__What the exercise asks__: A word-for-word transcription of all the data is required.
══ Extracted data
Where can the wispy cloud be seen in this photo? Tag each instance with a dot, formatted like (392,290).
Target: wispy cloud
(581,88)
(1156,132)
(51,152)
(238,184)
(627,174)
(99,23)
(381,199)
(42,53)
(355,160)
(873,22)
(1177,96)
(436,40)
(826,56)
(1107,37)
════
__Task response__:
Where can the wispy cloud be seen in this photo? Tag each instance with a dot, formatted like (392,290).
Target: wispy cloud
(581,88)
(1156,132)
(51,152)
(238,184)
(627,174)
(99,23)
(381,199)
(42,53)
(355,160)
(873,22)
(1177,96)
(436,40)
(826,56)
(1107,37)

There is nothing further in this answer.